What you give back should be exactly the opening lines of the data, ending with the line that contains "Target: gray boulder" and including it.

+ + + + + + +

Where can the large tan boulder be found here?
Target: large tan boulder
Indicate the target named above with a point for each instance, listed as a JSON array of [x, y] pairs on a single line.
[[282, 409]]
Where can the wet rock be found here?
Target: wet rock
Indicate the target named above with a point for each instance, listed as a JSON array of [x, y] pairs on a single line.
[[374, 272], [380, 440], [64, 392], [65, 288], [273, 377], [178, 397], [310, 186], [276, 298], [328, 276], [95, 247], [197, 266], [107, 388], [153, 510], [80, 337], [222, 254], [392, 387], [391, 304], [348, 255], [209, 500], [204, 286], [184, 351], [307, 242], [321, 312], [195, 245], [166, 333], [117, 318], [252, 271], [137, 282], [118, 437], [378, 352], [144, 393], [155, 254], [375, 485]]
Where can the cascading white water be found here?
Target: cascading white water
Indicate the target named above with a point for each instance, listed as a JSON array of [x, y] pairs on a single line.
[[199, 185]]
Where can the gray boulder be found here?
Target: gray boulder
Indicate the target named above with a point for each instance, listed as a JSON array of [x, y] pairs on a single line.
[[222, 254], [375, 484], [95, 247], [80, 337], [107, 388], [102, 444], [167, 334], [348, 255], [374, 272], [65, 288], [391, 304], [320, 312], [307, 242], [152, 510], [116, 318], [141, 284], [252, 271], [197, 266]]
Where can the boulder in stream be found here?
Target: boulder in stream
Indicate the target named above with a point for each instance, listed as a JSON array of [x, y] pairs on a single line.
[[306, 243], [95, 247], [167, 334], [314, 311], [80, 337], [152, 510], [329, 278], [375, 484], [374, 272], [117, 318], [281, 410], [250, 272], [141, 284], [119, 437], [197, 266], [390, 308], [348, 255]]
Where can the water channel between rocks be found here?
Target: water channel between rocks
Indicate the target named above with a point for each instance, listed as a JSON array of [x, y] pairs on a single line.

+ + + + + + +

#### WRITTEN RESPONSE
Where can the large tan boulder be found here?
Target: large tan boulder
Indicate the target named above with a point for each instance, listed as a JSON array of [x, y] pairs on a single line.
[[282, 409]]
Where can the wet rock be found here?
Target: wet rock
Indicate the target named above with a point for each instance, listed as a JSON array of [x, y] pairs on a single line.
[[374, 272], [380, 440], [64, 392], [65, 288], [273, 377], [178, 397], [310, 186], [276, 298], [328, 276], [95, 247], [197, 266], [107, 388], [153, 510], [80, 337], [222, 254], [392, 387], [391, 304], [348, 255], [209, 500], [204, 286], [184, 351], [307, 242], [321, 312], [195, 245], [166, 333], [117, 318], [252, 271], [137, 282], [118, 437], [378, 352], [144, 393], [155, 254], [375, 485]]
Where can the cascading white water be found here?
Target: cascading white water
Indicate the target named above with a point for each instance, listed as a JSON array of [x, y] pairs on a single line.
[[199, 185]]
Where can the gray boulder be found here?
Target: gray boulder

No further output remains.